### [EXCERPTED RECORDS]
-- begin --
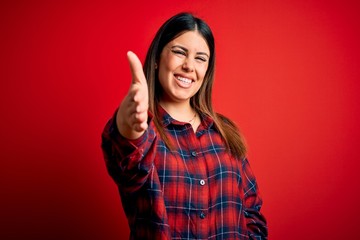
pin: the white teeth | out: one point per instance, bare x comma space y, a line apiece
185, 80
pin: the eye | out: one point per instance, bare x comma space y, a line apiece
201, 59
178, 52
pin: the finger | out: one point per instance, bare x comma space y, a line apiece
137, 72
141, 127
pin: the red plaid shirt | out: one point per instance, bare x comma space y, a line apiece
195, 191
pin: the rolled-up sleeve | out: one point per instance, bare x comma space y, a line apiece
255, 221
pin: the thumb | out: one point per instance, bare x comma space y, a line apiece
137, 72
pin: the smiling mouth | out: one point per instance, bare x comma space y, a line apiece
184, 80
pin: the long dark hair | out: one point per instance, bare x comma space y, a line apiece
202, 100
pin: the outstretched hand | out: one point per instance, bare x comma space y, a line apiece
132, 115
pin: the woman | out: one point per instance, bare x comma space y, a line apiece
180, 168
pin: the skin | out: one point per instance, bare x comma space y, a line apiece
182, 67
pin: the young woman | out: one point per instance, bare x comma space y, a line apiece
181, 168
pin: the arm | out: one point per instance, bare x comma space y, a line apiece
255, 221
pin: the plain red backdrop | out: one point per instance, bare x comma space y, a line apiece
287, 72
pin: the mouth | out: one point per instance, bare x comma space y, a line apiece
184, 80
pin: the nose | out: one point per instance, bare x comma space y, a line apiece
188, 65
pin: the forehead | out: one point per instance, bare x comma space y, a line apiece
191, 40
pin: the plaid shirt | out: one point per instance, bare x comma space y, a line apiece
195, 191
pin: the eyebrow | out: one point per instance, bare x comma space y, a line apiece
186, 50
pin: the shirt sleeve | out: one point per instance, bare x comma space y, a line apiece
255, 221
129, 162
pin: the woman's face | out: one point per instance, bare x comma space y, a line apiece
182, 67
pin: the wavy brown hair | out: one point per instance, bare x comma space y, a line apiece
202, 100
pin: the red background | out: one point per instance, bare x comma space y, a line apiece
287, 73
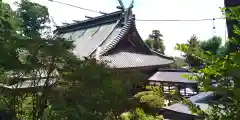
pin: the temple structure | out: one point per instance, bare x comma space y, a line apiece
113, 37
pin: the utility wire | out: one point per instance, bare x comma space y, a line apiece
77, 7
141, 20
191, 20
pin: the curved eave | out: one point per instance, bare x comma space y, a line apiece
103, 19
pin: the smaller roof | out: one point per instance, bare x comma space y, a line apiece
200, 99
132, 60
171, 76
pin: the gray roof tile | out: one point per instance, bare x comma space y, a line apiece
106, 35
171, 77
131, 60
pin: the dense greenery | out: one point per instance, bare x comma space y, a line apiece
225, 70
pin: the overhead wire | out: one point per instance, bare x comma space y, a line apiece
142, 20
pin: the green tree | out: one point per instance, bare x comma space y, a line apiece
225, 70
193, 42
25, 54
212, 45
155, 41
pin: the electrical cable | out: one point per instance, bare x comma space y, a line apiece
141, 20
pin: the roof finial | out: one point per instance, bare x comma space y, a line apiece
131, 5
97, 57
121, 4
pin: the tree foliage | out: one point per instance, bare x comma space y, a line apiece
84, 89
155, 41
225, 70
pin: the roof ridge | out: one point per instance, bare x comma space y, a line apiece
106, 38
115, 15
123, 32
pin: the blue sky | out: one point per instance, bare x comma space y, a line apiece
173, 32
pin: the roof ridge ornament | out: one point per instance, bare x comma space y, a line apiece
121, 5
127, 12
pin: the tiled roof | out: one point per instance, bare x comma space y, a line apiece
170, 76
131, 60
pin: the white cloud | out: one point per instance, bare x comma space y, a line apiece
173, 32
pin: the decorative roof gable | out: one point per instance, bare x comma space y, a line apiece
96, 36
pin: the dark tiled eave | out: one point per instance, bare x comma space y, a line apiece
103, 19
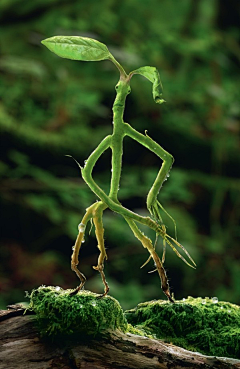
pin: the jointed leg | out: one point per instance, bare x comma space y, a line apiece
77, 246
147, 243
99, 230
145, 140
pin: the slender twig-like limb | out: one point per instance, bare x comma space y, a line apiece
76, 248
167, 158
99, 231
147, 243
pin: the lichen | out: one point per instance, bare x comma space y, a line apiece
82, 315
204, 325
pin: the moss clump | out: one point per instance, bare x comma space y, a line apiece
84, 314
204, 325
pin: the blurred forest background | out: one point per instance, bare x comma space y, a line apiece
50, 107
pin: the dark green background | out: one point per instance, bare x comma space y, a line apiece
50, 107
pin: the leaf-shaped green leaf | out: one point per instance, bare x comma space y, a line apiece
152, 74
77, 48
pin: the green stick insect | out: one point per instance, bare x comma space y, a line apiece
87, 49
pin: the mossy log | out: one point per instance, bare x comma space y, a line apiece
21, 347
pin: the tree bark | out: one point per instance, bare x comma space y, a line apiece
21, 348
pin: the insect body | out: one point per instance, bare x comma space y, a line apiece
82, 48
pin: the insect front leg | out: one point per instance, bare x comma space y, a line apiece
-- end --
### [EXERCISE INSTRUCTIONS]
Write out each line again precisely as it appears, skipping every picture.

### [SOLUTION]
pin: the white teeth | out: one point per instance, bare x comma space y, a line apiece
185, 80
pin: the eye | out: one point per instance, bare x comma space y, a line apiece
201, 59
178, 52
pin: the finger | out: one point per instance, bare x comma space y, a line apiece
137, 72
141, 127
pin: the red plaid shirt | out: one point per instance, bare x comma space y, a line apiece
195, 191
pin: the rolled-up sleeve | out: one point per instance, bare x comma space y, a line apiece
255, 221
pin: the thumb | out: one point per instance, bare x comma space y, a line apiece
137, 72
pin: the smiling mouth | out: one point per instance, bare x comma space y, a line apiece
184, 80
pin: the long dark hair | out: one point per instance, bare x comma space y, a line apiece
202, 100
pin: the outstretched hand | out: one point per instance, bare x comma space y, a line apiece
132, 115
pin: the woman | out: one point per instance, bare x comma space y, a line apiece
180, 168
pin: the skin | out: one point per instance, bare x comma space y, a line apiece
182, 67
pin: the young woman | out: one point per instance, bare x comma space y, a line apiece
181, 168
pin: the arm | out: one point per instance, bare x comma space y, a line apiece
255, 221
pin: the plain red backdrop | out: one point per instance, bare x comma space y, a line apiece
287, 72
pin: the mouth | out: one point per instance, bare x comma space y, a line apiece
184, 80
pin: the nose | out: one point per instance, bare x comma space y, a line apiece
188, 65
pin: the forehead | out: one point per instance, bare x comma space y, a line apiece
191, 40
pin: the plaid shirt | out: one point per instance, bare x comma space y, a line apiece
195, 191
pin: the eyebrow | out: one point per instance, bare x comma space y, a line apiece
186, 50
pin: the shirt sleeve | out: one point per instance, bare x comma space y, a line apiece
255, 221
129, 162
pin: the woman's face | out: one point per instance, bare x comma space y, a line apiece
182, 67
pin: the wavy brown hair | out: one point per instance, bare x comma space y, a line apiece
202, 100
pin: the red background | out: one point per instance, bare x comma space y, a line apiece
287, 73
pin: the temple structure | out: one point per instance, bare x comma space y, a line apiece
113, 37
pin: the utility wire | out: one point per instance, bare x comma space y, a line apiece
77, 7
141, 20
191, 20
pin: the curved eave | out: one point per instance, bare x comma space y, a line apiece
103, 19
pin: the smaller roof | out: one point per instance, bare x comma space y, a line apiece
200, 99
132, 60
171, 76
pin: the gray roof tile | out: one point per instance, bare x comma space y, a line apiece
106, 35
171, 77
131, 60
pin: the dense greenery | out: one point per instance, bare x comma space y, a line apiece
225, 70
pin: the overhead wire | out: one point per instance, bare x comma space y, a line apiece
142, 20
pin: the green tree | out: one point per instance, bare x comma space y, a line apiece
225, 70
193, 42
25, 54
212, 45
155, 41
pin: the electrical cable | out: one point per instance, bare x comma space y, a line apiece
141, 20
pin: the roof finial | out: one point per instance, bare x comma space y, a line apiece
131, 5
97, 57
121, 4
pin: the tree foliage | out: one point per instance, bare x comma space y, a line apiece
84, 89
155, 41
225, 70
pin: the roof ridge | out: one point per instance, bare x comma space y, a line apiece
106, 38
115, 15
123, 32
pin: the blue sky | out: one point per instance, bare x comma space y, a line apiece
173, 32
pin: the roof ridge ornament | out: one point per instance, bare x comma space y, a line apiece
121, 5
127, 12
pin: the tiled roof | out: one point per instance, bare x comma space y, a line apiece
170, 76
131, 60
pin: the white cloud | out: one point per instance, bare x comma space y, a line apiece
173, 32
pin: the decorative roof gable | out: one point per instance, bare x comma space y, a line apiece
96, 36
pin: the dark tiled eave | out: one point per instance, bare x comma space y, a line apiece
103, 19
pin: the jointed leg | out: one point per instance, bare x comma space y, a line apiece
77, 246
147, 243
99, 230
145, 140
pin: the slender twig-like limb | out: one point per instance, bare x comma space y, a line apiece
76, 248
167, 158
99, 231
147, 243
pin: the lichen | out: one point per instance, bare x comma space y, a line apiece
82, 315
204, 325
pin: the moss clump | out: one point per instance, bare x comma space y, a line apiece
84, 314
204, 325
pin: the blurred forest background | out: one point per instance, bare x comma space y, a line apiece
50, 107
pin: the dark green background | out: one point per instance, bare x comma space y, a line apiece
50, 107
pin: the leaf-shaped green leaf | out: one point per instance, bare x comma space y, a line apiece
152, 74
77, 48
pin: the green stick insect | out: one point per instance, bare x comma space y, a line apiece
87, 49
pin: the mossy log | out: one point per instance, bare x comma space y, a line apiece
21, 347
pin: the tree bark | out: one point per instance, bare x comma space y, a line apiece
21, 348
pin: the insect body | out: one point per instance, bare x comma space y, a line apiece
82, 48
pin: the insect front leg | out: one point per instance, bare x comma space y, a line apiece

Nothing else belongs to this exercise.